__WHAT THIS TASK INVOLVES__:
Tally the lines of the data below that contain the word "field", treating uppercase and lowercase as different, and give only the number.

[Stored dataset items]

=====

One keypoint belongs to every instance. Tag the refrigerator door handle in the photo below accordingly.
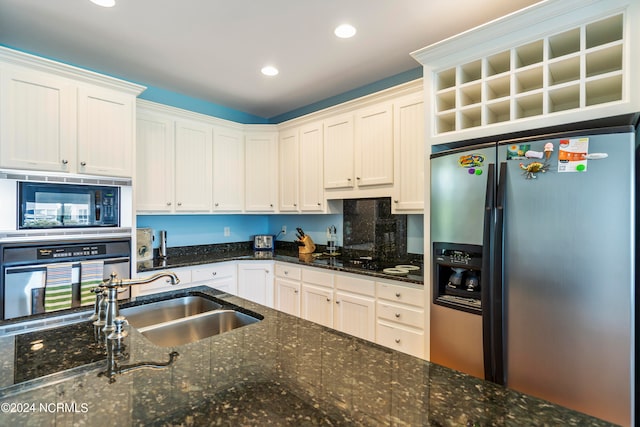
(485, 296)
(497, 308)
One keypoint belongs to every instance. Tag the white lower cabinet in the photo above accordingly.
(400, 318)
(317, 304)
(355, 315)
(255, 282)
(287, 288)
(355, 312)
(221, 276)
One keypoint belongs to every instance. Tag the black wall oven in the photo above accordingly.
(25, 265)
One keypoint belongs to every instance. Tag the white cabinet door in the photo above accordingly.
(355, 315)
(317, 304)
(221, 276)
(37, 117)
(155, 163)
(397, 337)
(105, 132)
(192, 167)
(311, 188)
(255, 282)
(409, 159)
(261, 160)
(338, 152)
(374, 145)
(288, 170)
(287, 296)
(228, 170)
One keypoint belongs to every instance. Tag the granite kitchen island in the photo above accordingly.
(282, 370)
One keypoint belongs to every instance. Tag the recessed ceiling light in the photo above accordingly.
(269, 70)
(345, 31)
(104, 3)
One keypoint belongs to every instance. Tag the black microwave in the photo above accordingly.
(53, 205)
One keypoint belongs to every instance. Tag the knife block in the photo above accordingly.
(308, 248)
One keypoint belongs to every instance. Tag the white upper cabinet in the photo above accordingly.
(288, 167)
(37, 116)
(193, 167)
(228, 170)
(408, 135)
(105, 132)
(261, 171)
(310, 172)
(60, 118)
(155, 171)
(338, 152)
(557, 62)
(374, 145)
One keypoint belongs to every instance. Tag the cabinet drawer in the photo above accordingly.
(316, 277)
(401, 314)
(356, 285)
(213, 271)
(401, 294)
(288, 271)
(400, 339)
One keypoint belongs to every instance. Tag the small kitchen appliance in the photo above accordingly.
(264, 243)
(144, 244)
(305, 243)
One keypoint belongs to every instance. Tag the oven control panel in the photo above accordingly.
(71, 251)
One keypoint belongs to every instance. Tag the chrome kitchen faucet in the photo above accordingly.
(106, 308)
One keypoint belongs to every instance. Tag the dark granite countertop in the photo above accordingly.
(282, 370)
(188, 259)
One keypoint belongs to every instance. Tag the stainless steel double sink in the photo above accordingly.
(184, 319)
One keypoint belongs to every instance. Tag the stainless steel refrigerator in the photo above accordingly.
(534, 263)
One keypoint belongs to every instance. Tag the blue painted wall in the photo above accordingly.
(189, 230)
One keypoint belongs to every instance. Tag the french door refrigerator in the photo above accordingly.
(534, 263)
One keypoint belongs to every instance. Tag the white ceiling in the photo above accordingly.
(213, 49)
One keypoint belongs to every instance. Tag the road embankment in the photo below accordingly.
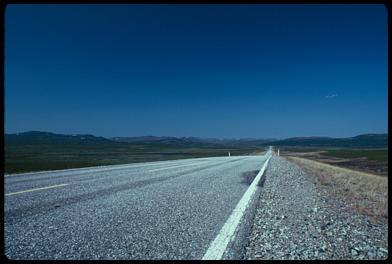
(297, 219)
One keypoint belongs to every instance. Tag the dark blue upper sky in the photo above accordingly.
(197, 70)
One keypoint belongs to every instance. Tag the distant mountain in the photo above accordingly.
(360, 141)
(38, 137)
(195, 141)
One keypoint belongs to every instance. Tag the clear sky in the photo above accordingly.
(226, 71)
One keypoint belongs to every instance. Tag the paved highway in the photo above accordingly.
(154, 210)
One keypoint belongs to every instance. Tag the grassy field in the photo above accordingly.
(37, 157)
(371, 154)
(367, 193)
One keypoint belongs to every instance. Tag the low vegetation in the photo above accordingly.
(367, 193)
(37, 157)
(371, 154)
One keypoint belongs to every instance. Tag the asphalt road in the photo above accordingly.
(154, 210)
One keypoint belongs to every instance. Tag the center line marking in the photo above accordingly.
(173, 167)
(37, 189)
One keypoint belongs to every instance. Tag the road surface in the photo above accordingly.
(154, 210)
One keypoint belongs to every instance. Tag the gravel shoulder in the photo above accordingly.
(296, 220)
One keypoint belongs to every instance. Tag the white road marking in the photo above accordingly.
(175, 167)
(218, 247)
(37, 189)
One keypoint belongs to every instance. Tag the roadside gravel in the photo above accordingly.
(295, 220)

=====

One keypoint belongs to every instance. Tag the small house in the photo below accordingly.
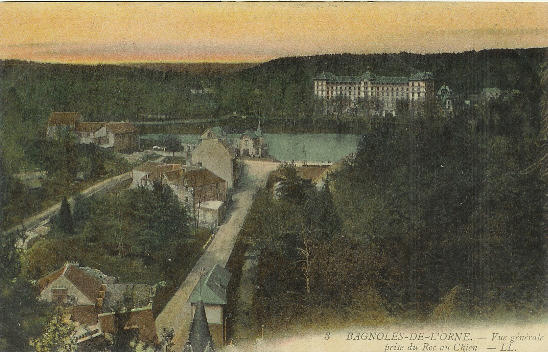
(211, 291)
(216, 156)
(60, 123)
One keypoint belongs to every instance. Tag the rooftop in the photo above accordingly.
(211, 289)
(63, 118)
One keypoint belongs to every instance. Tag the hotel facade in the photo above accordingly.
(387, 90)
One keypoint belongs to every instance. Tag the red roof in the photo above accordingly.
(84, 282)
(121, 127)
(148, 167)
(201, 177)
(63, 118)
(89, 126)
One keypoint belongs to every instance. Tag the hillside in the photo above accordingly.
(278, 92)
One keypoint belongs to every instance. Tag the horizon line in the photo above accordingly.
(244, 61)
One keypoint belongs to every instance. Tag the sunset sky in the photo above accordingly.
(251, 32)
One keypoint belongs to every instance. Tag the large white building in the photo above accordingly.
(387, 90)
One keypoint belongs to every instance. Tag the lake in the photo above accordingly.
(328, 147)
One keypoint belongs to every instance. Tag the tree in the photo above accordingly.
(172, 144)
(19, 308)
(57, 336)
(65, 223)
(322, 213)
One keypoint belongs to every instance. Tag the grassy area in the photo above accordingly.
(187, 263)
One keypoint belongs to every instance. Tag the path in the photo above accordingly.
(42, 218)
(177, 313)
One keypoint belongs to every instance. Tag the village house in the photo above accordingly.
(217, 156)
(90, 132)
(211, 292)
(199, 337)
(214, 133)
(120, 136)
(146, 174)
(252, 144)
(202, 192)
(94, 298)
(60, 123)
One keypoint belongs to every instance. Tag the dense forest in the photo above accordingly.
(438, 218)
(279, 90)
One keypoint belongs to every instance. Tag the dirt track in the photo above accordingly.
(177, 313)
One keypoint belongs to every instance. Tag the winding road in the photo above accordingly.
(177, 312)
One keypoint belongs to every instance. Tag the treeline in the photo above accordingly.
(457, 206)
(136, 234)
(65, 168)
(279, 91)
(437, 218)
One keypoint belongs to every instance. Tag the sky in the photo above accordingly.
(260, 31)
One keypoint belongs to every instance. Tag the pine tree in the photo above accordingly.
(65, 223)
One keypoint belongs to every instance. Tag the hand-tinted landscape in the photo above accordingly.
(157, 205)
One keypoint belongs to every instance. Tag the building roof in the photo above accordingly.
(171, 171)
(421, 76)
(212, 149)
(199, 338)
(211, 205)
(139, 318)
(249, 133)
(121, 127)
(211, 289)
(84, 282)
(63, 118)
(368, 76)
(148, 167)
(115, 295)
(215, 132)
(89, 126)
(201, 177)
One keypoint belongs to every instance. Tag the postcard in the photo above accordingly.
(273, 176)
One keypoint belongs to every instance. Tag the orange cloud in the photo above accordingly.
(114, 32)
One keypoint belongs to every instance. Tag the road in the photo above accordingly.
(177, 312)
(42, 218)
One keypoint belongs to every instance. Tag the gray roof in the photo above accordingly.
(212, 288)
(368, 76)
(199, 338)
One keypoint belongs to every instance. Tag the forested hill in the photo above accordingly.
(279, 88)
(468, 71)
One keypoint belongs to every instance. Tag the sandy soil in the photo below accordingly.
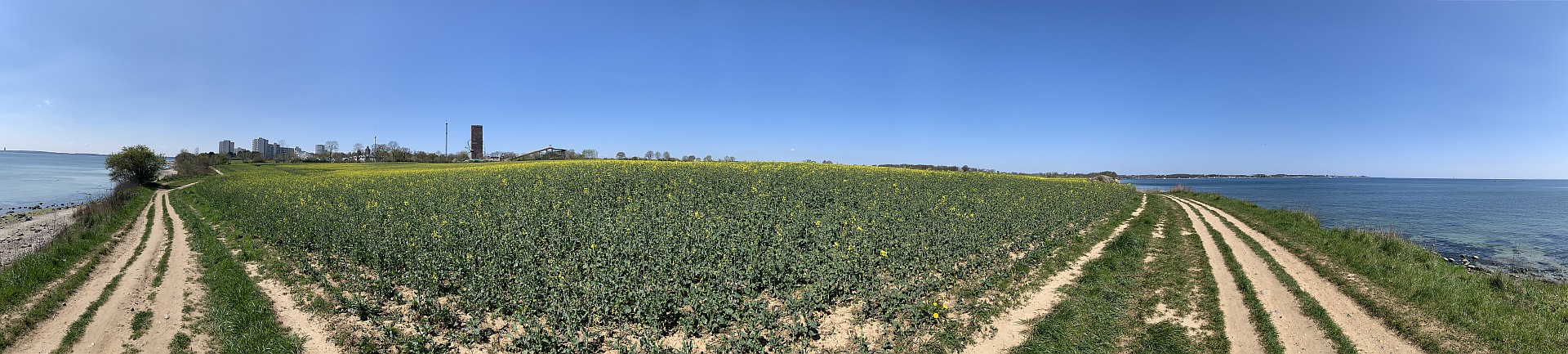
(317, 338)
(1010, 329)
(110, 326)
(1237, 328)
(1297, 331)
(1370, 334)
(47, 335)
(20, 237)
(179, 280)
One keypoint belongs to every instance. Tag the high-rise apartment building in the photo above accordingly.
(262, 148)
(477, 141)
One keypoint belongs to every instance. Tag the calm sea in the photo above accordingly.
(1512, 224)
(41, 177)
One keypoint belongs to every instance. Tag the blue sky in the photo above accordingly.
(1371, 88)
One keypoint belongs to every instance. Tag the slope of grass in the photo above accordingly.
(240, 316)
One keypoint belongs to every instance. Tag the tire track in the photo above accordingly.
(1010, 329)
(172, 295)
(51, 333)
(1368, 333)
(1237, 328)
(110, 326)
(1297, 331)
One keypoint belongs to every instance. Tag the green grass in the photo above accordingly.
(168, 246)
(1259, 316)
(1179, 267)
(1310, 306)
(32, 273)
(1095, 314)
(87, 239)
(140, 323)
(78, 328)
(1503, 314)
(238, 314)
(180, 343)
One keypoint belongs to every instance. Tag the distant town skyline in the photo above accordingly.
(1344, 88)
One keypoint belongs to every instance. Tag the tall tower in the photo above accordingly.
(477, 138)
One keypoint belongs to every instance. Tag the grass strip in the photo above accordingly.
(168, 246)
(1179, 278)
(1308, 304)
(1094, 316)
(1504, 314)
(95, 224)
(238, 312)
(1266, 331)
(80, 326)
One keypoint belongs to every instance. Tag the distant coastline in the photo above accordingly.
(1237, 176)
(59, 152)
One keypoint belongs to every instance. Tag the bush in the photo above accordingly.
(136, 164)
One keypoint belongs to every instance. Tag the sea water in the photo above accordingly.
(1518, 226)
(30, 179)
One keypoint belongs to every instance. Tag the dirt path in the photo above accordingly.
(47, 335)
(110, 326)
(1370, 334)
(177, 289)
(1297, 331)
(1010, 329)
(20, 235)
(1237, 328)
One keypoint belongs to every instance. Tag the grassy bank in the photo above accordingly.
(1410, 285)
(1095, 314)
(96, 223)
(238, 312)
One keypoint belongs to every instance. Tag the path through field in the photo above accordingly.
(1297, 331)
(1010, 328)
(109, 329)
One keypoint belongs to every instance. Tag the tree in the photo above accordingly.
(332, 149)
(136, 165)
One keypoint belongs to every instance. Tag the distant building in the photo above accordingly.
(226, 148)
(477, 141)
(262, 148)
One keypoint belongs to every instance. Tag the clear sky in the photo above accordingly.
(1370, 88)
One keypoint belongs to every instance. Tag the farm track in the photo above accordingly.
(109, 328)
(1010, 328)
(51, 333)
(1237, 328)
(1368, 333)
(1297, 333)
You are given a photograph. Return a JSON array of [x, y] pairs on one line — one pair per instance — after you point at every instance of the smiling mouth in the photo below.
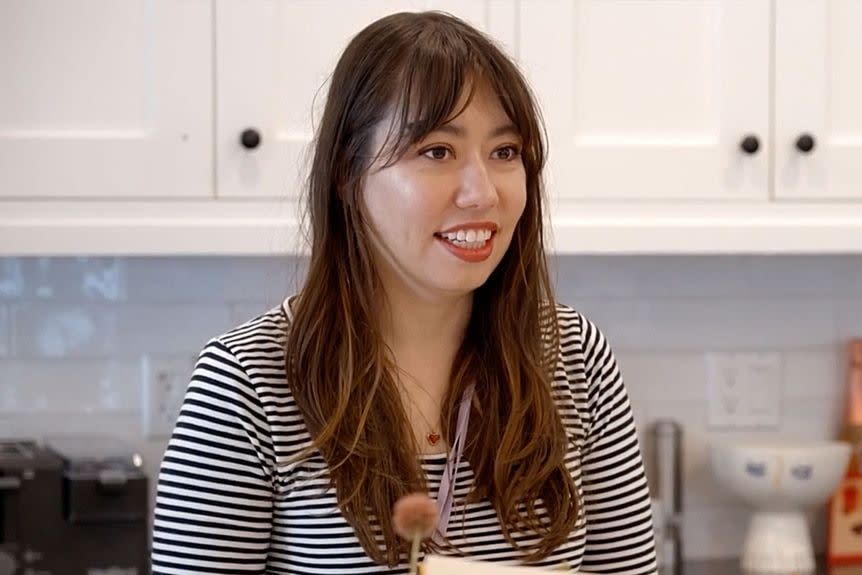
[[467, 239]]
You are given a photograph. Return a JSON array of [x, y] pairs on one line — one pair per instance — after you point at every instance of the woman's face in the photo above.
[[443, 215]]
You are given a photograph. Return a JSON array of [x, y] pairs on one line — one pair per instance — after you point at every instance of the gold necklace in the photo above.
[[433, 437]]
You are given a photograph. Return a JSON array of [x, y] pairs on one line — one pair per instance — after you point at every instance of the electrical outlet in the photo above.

=====

__ANSWER TO THIS EXERCISE__:
2